_PROBLEM SET_
1. Repeat the part of the text on screening vision models, from "We show that" to "of biological vision.", without changing a word.
2. Answer these questions from the text on screening vision models:
(a) What kind of hardware advances does the approach leverage?
(b) Screening approaches in which fields does the approach draw an analogy to?
(c) What kinds of systems from the literature does the approach consistently outperform?
3. Continue the text on screening vision models, starting after its last sentence.

### abstract ###
While many models of biological object recognition share a common set of broad-stroke properties, the performance of any one model depends strongly on the choice of parameters in a particular instantiation of that model e.g., the number of units per layer, the size of pooling kernels, exponents in normalization operations, etc. Since the number of such parameters is typically large and the computational cost of evaluating one particular parameter set is high, the space of possible model instantiations goes largely unexplored.
Thus, when a model fails to approach the abilities of biological visual systems, we are left uncertain whether this failure is because we are missing a fundamental idea or because the correct parts have not been tuned correctly, assembled at sufficient scale, or provided with enough training.
Here, we present a high-throughput approach to the exploration of such parameter sets, leveraging recent advances in stream processing hardware.
In analogy to high-throughput screening approaches in molecular biology and genetics, we explored thousands of potential network architectures and parameter instantiations, screening those that show promising object recognition performance for further analysis.
We show that this approach can yield significant, reproducible gains in performance across an array of basic object recognition tasks, consistently outperforming a variety of state-of-the-art purpose-built vision systems from the literature.
As the scale of available computational power continues to expand, we argue that this approach has the potential to greatly accelerate progress in both artificial vision and our understanding of the computational underpinning of biological vision.
### introduction ###
The study of biological vision and the creation of artificial vision systems are naturally intertwined exploration of the neuronal substrates of visual processing provides clues and inspiration for artificial systems, and artificial systems, in turn, serve as important generators of new ideas and working hypotheses.
The results of this synergy have been powerful: in addition to providing important theoretical frameworks for empirical investigations, biologically-inspired models are routinely among the highest-performing artificial vision systems in practical tests of object and face recognition CITATION CITATION .

_DATA UNDER STUDY_
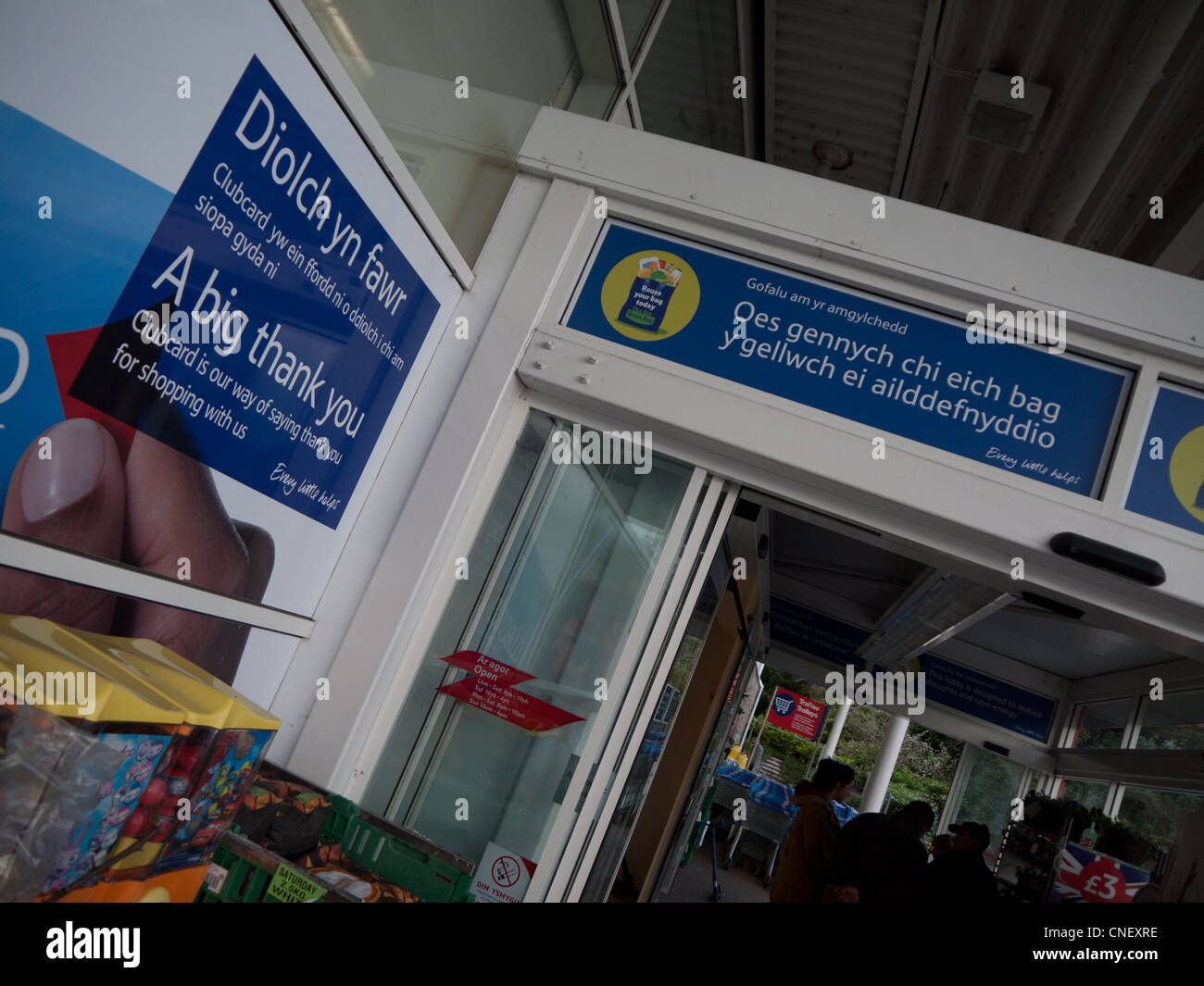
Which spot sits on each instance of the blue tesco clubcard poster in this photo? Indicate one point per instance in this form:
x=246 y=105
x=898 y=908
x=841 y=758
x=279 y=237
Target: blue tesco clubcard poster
x=1168 y=481
x=1036 y=413
x=314 y=315
x=215 y=311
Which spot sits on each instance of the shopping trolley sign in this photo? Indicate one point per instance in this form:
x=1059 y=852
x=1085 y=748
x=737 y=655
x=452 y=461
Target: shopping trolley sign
x=796 y=713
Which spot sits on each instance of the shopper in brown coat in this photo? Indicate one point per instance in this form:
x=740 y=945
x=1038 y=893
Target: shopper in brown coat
x=806 y=862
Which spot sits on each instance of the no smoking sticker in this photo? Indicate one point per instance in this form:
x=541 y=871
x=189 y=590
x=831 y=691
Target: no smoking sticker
x=502 y=877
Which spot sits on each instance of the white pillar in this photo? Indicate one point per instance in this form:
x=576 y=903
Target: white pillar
x=887 y=755
x=842 y=713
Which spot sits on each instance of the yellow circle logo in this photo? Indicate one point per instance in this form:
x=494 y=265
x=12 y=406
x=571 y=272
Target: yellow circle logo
x=650 y=295
x=1187 y=472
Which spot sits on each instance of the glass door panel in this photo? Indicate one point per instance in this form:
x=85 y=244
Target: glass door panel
x=558 y=595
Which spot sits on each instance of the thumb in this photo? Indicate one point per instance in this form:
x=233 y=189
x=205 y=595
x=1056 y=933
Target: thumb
x=68 y=489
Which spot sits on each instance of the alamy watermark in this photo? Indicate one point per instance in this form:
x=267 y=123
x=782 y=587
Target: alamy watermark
x=596 y=448
x=53 y=688
x=1043 y=329
x=882 y=688
x=221 y=329
x=94 y=942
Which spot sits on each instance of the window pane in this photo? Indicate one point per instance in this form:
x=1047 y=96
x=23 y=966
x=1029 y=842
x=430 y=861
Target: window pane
x=1156 y=814
x=457 y=83
x=634 y=16
x=1100 y=725
x=992 y=782
x=1090 y=793
x=1174 y=722
x=685 y=85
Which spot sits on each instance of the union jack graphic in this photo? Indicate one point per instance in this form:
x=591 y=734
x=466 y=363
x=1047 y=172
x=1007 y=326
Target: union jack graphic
x=1086 y=876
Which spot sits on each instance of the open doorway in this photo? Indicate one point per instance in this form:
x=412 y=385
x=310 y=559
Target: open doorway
x=795 y=596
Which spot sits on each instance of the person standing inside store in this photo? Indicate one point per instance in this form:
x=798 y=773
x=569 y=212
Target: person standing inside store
x=961 y=874
x=882 y=856
x=806 y=862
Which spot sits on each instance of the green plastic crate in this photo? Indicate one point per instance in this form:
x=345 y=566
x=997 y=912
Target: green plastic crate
x=406 y=860
x=249 y=873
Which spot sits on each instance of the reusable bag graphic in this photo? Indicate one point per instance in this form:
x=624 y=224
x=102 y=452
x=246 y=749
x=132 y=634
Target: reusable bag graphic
x=650 y=295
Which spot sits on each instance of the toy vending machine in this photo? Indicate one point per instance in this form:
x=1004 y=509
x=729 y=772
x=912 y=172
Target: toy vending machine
x=56 y=672
x=219 y=749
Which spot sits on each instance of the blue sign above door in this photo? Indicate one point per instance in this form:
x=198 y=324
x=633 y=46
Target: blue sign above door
x=1168 y=481
x=947 y=682
x=1015 y=407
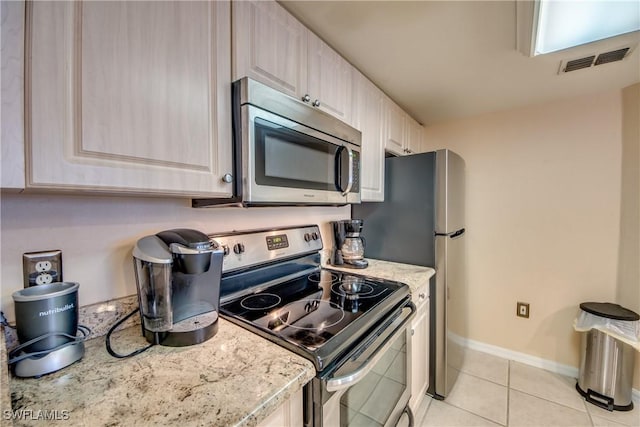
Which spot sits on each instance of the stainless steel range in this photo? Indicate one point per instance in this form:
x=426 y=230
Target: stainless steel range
x=355 y=329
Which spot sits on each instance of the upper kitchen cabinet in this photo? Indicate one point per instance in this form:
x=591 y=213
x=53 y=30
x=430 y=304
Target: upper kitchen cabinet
x=129 y=97
x=394 y=128
x=12 y=77
x=269 y=45
x=273 y=47
x=367 y=110
x=402 y=134
x=329 y=78
x=415 y=132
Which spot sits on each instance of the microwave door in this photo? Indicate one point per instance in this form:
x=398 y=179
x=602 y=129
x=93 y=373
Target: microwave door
x=344 y=170
x=294 y=164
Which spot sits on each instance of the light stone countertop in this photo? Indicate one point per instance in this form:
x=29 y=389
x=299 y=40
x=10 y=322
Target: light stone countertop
x=5 y=397
x=413 y=275
x=235 y=378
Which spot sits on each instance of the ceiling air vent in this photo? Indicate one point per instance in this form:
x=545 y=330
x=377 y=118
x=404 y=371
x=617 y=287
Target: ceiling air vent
x=595 y=59
x=613 y=56
x=577 y=64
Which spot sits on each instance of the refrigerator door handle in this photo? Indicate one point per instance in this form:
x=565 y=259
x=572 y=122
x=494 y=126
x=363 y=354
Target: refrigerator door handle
x=454 y=234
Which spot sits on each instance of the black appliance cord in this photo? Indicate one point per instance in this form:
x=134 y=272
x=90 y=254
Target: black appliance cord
x=14 y=357
x=113 y=328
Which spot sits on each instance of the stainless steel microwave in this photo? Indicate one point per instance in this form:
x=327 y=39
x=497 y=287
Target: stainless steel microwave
x=287 y=152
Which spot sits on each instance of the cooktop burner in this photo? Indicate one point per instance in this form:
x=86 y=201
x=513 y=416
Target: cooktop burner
x=262 y=301
x=280 y=292
x=310 y=311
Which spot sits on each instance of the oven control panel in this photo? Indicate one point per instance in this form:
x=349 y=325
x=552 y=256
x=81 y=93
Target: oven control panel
x=244 y=249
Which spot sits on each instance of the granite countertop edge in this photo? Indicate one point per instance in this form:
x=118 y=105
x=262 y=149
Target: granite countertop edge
x=257 y=378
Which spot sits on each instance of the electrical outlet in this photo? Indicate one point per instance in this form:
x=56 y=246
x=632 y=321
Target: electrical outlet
x=522 y=309
x=40 y=268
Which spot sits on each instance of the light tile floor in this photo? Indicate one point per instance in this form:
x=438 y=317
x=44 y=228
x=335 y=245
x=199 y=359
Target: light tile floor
x=491 y=391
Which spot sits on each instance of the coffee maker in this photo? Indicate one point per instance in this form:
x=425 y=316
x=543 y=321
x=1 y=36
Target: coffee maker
x=178 y=280
x=349 y=245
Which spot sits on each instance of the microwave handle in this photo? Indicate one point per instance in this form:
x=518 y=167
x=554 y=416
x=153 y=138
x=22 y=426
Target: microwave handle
x=350 y=177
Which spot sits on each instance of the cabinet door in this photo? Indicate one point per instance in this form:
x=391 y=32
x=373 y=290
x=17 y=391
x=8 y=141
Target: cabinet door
x=12 y=76
x=289 y=414
x=419 y=353
x=367 y=108
x=269 y=45
x=414 y=137
x=129 y=97
x=329 y=79
x=394 y=125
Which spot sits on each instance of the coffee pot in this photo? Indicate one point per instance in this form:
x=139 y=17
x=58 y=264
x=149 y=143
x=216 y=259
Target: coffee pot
x=178 y=280
x=349 y=244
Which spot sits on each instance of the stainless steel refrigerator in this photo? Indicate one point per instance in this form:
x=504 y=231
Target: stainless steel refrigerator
x=422 y=222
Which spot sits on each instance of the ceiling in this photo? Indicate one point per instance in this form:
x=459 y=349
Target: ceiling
x=443 y=60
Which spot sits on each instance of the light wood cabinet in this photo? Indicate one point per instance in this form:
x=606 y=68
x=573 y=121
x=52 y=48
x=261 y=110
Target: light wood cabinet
x=289 y=414
x=403 y=135
x=269 y=45
x=419 y=349
x=273 y=47
x=414 y=137
x=394 y=128
x=329 y=80
x=12 y=78
x=367 y=110
x=129 y=97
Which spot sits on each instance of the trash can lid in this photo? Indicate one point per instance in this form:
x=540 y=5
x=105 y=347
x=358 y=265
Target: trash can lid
x=609 y=310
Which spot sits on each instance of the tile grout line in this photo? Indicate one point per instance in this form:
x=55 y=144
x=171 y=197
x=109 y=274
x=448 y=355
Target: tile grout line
x=584 y=402
x=472 y=413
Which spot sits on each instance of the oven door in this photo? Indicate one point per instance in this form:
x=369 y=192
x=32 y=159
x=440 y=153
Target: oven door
x=372 y=386
x=288 y=163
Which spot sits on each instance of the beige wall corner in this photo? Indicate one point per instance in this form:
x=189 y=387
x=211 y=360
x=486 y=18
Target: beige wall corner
x=543 y=216
x=628 y=282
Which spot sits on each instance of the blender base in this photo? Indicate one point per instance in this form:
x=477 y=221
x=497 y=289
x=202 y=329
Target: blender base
x=37 y=366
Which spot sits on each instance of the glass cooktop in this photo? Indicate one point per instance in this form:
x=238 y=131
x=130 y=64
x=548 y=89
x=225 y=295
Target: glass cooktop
x=320 y=314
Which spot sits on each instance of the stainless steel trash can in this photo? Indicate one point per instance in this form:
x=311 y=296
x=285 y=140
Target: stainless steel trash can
x=606 y=364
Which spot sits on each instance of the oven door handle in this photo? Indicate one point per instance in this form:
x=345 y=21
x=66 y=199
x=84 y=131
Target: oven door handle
x=346 y=381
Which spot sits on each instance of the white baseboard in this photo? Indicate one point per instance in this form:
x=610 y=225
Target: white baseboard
x=527 y=359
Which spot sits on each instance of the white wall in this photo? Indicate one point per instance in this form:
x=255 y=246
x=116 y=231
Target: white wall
x=96 y=235
x=543 y=217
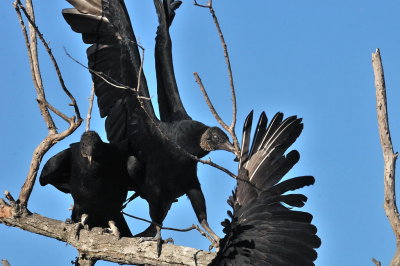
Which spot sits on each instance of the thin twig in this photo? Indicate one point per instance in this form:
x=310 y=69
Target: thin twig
x=54 y=61
x=376 y=262
x=209 y=103
x=388 y=153
x=31 y=46
x=136 y=92
x=89 y=115
x=53 y=136
x=231 y=128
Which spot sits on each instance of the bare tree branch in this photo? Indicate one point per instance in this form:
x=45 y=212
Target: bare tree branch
x=376 y=262
x=231 y=128
x=388 y=153
x=5 y=262
x=111 y=82
x=89 y=115
x=53 y=136
x=97 y=245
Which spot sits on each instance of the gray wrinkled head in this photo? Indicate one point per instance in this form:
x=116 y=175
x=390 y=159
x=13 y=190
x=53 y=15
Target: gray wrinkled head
x=90 y=145
x=215 y=139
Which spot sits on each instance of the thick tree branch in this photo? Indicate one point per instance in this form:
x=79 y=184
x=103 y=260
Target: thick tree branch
x=53 y=136
x=388 y=153
x=96 y=245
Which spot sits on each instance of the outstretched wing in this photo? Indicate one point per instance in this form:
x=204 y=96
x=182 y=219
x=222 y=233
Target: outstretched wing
x=57 y=171
x=114 y=61
x=264 y=230
x=169 y=101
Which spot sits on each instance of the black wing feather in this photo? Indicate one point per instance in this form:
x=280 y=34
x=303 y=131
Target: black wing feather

_TASK RESPONSES_
1.
We show that this approach can yield significant, reproducible gains in performance across an array of basic object recognition tasks, consistently outperforming a variety of state-of-the-art purpose-built vision systems from the literature.
As the scale of available computational power continues to expand, we argue that this approach has the potential to greatly accelerate progress in both artificial vision and our understanding of the computational underpinning of biological vision.

2.
(a) Recent advances in stream processing hardware.
(b) Molecular biology and genetics.
(c) A variety of state-of-the-art purpose-built vision systems.

3.
However, while neuroscience has provided inspiration for some of the broad-stroke properties of the visual system, much is still unknown.
Even for those qualitative properties that most biologically-inspired models share, experimental data currently provide little constraint on their key parameters.
As a result, even the most faithfully biomimetic vision models necessarily represent just one of many possible realizations of a collection of computational ideas.
Truly evaluating the set of biologically-inspired computational ideas is difficult, since the performance of a model depends strongly on its particular instantiation the size of the pooling kernels, the number of units per layer, exponents in normalization operations, etc. Because the number of such parameters is typically large, and the computational cost of evaluating one particular model is high, it is difficult to adequately explore the space of possible model instantiations.
At the same time, there is no guarantee that even the correct set of principles will work when instantiated on a small scale.
Thus, when a model fails to approach the abilities of biological visual systems, we cannot tell if this is because the ideas are wrong, or they are simply not put together correctly or on a large enough scale.
As a result of these factors, the availability of computational resources plays a critical role in shaping what kinds of computational investigations are possible.
Traditionally, this bound has grown according to Moore's Law CITATION, however, recently, advances in highly-parallel graphics processing hardware have disrupted this status quo for some classes of computational problems.
In particular, this new class of modern graphics processing hardware has enabled over hundred-fold speed-ups in some of the key computations that most biologically-inspired visual models share in common.
As is already occurring in other scientific fields CITATION, CITATION, the large quantitative performance improvements offered by this new class of hardware hold the potential to effect qualitative changes in how science is done.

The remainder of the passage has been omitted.